## Record excerpts

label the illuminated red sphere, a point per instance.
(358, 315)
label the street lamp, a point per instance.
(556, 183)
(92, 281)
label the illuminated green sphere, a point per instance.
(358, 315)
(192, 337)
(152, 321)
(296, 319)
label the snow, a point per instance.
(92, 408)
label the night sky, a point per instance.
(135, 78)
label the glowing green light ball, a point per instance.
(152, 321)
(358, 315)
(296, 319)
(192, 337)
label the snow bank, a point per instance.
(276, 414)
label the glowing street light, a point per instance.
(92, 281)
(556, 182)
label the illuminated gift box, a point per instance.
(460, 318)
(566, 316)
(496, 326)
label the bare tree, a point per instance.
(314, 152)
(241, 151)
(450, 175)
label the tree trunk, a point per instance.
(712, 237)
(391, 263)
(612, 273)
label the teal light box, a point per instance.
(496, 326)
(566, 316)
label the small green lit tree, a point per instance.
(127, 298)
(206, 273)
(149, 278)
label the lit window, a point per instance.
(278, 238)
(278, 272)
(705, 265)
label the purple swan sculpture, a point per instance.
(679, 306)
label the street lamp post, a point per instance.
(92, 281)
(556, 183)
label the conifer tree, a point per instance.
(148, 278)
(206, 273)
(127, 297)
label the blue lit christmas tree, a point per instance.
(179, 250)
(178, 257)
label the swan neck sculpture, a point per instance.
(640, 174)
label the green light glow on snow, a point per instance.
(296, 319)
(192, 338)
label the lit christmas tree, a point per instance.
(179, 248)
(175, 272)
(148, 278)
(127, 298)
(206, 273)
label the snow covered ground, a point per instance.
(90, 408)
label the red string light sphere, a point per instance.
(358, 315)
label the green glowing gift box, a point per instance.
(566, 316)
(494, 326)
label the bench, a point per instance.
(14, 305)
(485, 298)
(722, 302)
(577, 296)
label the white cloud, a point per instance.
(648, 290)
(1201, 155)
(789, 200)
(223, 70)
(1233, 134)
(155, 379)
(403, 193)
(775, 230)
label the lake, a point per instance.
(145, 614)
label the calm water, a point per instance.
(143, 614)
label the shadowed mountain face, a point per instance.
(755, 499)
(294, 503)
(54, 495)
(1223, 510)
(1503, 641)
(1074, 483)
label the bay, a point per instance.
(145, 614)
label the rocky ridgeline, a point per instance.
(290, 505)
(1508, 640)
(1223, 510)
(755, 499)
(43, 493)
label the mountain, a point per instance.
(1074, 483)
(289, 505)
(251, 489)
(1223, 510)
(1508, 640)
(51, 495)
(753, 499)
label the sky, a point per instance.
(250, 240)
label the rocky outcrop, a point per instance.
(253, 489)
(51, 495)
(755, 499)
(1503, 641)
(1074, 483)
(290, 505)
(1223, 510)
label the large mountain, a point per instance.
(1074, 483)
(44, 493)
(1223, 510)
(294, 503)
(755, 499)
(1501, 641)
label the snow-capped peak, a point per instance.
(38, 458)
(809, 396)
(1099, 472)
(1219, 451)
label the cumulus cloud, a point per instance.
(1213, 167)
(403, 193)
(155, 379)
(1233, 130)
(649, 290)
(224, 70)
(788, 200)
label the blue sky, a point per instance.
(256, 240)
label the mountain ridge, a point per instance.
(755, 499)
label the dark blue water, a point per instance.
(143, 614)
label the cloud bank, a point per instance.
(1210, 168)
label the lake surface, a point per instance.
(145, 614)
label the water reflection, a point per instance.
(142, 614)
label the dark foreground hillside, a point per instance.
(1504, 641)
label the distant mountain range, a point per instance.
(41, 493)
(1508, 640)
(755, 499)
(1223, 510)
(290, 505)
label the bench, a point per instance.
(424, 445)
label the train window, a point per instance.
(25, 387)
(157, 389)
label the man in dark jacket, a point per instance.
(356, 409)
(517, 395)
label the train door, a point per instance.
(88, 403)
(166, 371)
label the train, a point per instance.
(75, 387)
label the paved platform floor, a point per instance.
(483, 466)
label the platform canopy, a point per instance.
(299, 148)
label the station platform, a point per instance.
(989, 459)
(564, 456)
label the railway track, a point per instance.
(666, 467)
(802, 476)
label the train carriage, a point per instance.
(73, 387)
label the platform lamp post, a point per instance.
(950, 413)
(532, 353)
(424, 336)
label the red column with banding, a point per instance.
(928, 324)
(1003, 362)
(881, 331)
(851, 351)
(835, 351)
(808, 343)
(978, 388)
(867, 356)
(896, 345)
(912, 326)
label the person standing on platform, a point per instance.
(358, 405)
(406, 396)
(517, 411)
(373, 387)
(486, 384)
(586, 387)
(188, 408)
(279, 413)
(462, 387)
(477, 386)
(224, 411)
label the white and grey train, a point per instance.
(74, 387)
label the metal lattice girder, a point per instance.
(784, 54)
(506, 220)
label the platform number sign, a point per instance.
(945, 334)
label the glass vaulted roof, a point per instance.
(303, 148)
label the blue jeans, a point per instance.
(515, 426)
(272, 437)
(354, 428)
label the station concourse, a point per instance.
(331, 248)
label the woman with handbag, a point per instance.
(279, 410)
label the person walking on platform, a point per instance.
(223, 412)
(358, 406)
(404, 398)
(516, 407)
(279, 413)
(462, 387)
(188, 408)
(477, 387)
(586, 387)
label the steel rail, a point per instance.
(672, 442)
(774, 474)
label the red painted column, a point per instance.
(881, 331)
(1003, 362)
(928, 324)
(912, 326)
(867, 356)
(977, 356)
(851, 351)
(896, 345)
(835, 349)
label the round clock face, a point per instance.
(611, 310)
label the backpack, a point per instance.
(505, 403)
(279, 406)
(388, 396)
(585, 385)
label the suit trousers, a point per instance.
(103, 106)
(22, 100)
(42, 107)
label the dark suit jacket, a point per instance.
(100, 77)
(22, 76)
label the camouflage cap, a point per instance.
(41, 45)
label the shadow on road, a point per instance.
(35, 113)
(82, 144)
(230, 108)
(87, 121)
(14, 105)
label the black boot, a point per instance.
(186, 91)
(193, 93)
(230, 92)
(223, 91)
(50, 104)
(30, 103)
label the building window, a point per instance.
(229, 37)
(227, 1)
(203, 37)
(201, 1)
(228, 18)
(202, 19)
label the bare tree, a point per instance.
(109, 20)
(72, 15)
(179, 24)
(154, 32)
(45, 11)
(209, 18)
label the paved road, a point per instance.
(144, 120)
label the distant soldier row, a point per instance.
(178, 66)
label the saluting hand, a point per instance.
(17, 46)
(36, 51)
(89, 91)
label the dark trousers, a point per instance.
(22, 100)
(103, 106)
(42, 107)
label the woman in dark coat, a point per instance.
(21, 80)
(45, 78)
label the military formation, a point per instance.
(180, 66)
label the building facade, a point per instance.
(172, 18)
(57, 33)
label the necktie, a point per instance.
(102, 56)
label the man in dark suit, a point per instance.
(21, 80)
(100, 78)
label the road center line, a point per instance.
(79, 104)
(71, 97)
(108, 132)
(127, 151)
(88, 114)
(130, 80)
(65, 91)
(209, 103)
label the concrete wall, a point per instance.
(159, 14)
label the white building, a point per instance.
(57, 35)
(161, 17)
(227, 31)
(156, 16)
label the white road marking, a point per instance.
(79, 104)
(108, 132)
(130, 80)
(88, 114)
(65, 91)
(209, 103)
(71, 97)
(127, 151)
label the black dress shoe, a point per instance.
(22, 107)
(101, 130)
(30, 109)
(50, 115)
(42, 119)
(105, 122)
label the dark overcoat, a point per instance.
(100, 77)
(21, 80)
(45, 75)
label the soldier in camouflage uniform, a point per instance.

## Exercise instructions
The answer must restate all of the entries exactly.

## Worked solution
label the illuminated red sphere, a point per instance.
(358, 315)
label the street lamp, a point per instance.
(556, 183)
(92, 281)
label the illuminated green sphere, a point per instance.
(358, 315)
(192, 337)
(152, 321)
(296, 319)
label the snow, a point per instance.
(92, 408)
label the night sky, a point per instance.
(135, 78)
label the glowing green light ball, a point per instance.
(152, 321)
(358, 315)
(296, 319)
(192, 337)
label the snow bank, a point per instance.
(276, 414)
label the glowing street light, a point per instance.
(92, 281)
(556, 182)
label the illuminated gift box, a point per instance.
(460, 318)
(566, 316)
(496, 326)
label the bare tree, a point per instance.
(314, 152)
(241, 151)
(450, 175)
label the tree trunk, a point per instance.
(712, 237)
(391, 263)
(612, 273)
label the teal light box, a point per instance.
(496, 326)
(566, 316)
label the small green lit tree, a point per instance.
(127, 298)
(206, 273)
(149, 278)
label the lit window, a point per instance.
(278, 238)
(278, 272)
(705, 265)
label the purple swan sculpture, a point per instance.
(679, 306)
label the street lamp post, a point per instance.
(92, 281)
(556, 183)
label the conifer tree, a point per instance.
(148, 278)
(206, 273)
(127, 297)
label the blue lit christmas tree, a point per instance.
(179, 250)
(178, 257)
label the swan neck sculpture, a point per instance.
(640, 174)
label the green light glow on snow, a point per instance.
(296, 319)
(192, 338)
label the lit christmas tree, a point per instance.
(179, 248)
(175, 272)
(148, 278)
(127, 298)
(206, 273)
label the snow covered ground, a point per instance.
(90, 408)
label the red string light sphere, a point per instance.
(358, 315)
label the green glowing gift box, a point per instance.
(566, 316)
(494, 326)
label the bench, a point per instance.
(14, 305)
(485, 298)
(722, 302)
(577, 296)
label the white cloud, a point per instance.
(648, 290)
(1201, 155)
(789, 200)
(223, 70)
(1233, 134)
(155, 379)
(403, 193)
(775, 230)
label the lake, a point per instance.
(145, 614)
label the calm water, a point per instance.
(143, 614)
label the shadowed mountain face, a point per instance.
(755, 499)
(294, 503)
(54, 495)
(1223, 510)
(1503, 641)
(1074, 483)
label the bay, a point per instance.
(145, 614)
label the rocky ridgeline, a point per instance.
(290, 505)
(1508, 640)
(1223, 510)
(755, 499)
(43, 493)
label the mountain, a point per instance.
(1074, 483)
(289, 505)
(251, 489)
(1223, 510)
(1508, 640)
(51, 495)
(753, 499)
label the sky, a point per instance.
(250, 240)
label the rocky outcrop, a point per instance.
(253, 489)
(51, 495)
(755, 499)
(1503, 641)
(1074, 483)
(290, 505)
(1223, 510)
label the large mountain, a point per instance.
(1074, 483)
(44, 493)
(1223, 510)
(294, 503)
(755, 499)
(1501, 641)
label the snow-capped peak, a point per instance.
(38, 458)
(809, 396)
(1099, 472)
(1219, 451)
label the cumulus cloud, a point per instance.
(1213, 167)
(403, 193)
(155, 379)
(1233, 130)
(649, 290)
(224, 70)
(788, 200)
label the blue sky, a point per instance.
(256, 240)
label the mountain ridge, a point per instance.
(755, 499)
label the dark blue water, a point per instance.
(143, 614)
label the cloud bank, a point per instance.
(1210, 168)
label the lake surface, a point per instance.
(145, 614)
label the water reflection, a point per instance.
(142, 614)
label the dark foreground hillside, a point per instance.
(1504, 641)
label the distant mountain range, a point per instance.
(41, 493)
(1508, 640)
(755, 499)
(1223, 510)
(290, 505)
label the bench, a point per instance.
(424, 445)
label the train window, a point per instance.
(25, 387)
(157, 389)
label the man in dark jacket, a point per instance.
(356, 409)
(517, 395)
label the train door, a point per instance.
(88, 403)
(166, 371)
label the train, a point per instance.
(75, 387)
label the paved platform floor, a point per instance.
(483, 466)
label the platform canopy, a point per instance.
(299, 148)
label the station platform, a point per instance.
(989, 459)
(564, 456)
label the railway track, a point per instance.
(666, 467)
(802, 476)
label the train carriage, a point per instance.
(73, 387)
label the platform lamp post, a point per instance.
(950, 413)
(532, 353)
(424, 336)
label the red column with banding, a point per instance.
(928, 324)
(1003, 362)
(881, 331)
(851, 351)
(835, 351)
(808, 343)
(978, 388)
(867, 356)
(896, 345)
(912, 326)
label the person standing on platform, a point per instance.
(358, 405)
(406, 396)
(517, 411)
(373, 387)
(486, 384)
(586, 387)
(188, 408)
(279, 413)
(462, 387)
(477, 386)
(224, 411)
label the white and grey train, a point per instance.
(74, 387)
label the metal lattice girder, a point per instance.
(784, 54)
(506, 220)
label the platform number sign, a point per instance.
(945, 334)
label the glass vaulted roof, a point per instance.
(303, 148)
label the blue jeans, a point per instance.
(515, 426)
(272, 437)
(354, 428)
label the station concourse, a point per instance.
(331, 248)
label the woman with handbag, a point per instance.
(279, 410)
label the person walking on platform, a point per instance.
(223, 412)
(358, 406)
(404, 398)
(516, 407)
(279, 413)
(462, 387)
(188, 408)
(477, 387)
(586, 387)
label the steel rail, a point per instance.
(672, 442)
(774, 474)
label the red painted column, a point per instance.
(881, 331)
(1003, 362)
(928, 324)
(912, 326)
(867, 356)
(977, 356)
(851, 351)
(896, 345)
(835, 349)
label the round clock face, a point per instance.
(611, 310)
label the backpack, a point per instance.
(505, 403)
(279, 406)
(388, 396)
(585, 385)
label the suit trousers, a point per instance.
(103, 106)
(22, 100)
(42, 107)
label the dark suit jacket, a point per instance.
(100, 77)
(22, 76)
label the camouflage cap, a point per instance.
(41, 45)
label the shadow on road, a point per instance.
(35, 113)
(82, 144)
(230, 108)
(87, 121)
(14, 105)
label the black boot, a point per instance.
(186, 91)
(193, 93)
(230, 92)
(223, 91)
(50, 104)
(30, 103)
label the building window, a point per instance.
(229, 37)
(227, 1)
(203, 37)
(201, 1)
(228, 18)
(202, 19)
label the bare tree, a point per instance.
(109, 20)
(72, 15)
(179, 24)
(154, 32)
(45, 11)
(209, 18)
label the paved road, a point per instance.
(144, 120)
label the distant soldier row, a point per instance.
(178, 66)
label the saluting hand, a point per instance.
(17, 46)
(36, 51)
(89, 91)
label the dark trousers, a point per instance.
(22, 100)
(103, 106)
(42, 107)
label the woman in dark coat, a point per instance.
(21, 80)
(45, 78)
label the military formation, a point per instance.
(180, 66)
label the building facade, a point per instance.
(172, 18)
(57, 33)
label the necktie, a point per instance.
(102, 56)
label the man in dark suit, a point per instance.
(21, 80)
(100, 78)
label the road center line, a point per instance.
(79, 104)
(71, 97)
(108, 132)
(127, 151)
(88, 114)
(130, 80)
(65, 91)
(209, 103)
label the concrete wall, a point per instance.
(159, 14)
label the white building, a point per instance.
(57, 35)
(161, 17)
(227, 31)
(156, 16)
label the white road marking, a point per instance.
(79, 104)
(108, 132)
(130, 80)
(88, 114)
(65, 91)
(209, 103)
(71, 97)
(127, 151)
label the black dress shoe, a point per instance.
(22, 107)
(101, 130)
(30, 109)
(50, 115)
(42, 119)
(105, 122)
label the dark overcoat, a point per instance.
(100, 77)
(21, 80)
(45, 75)
label the soldier in camouflage uniform, a point per instance.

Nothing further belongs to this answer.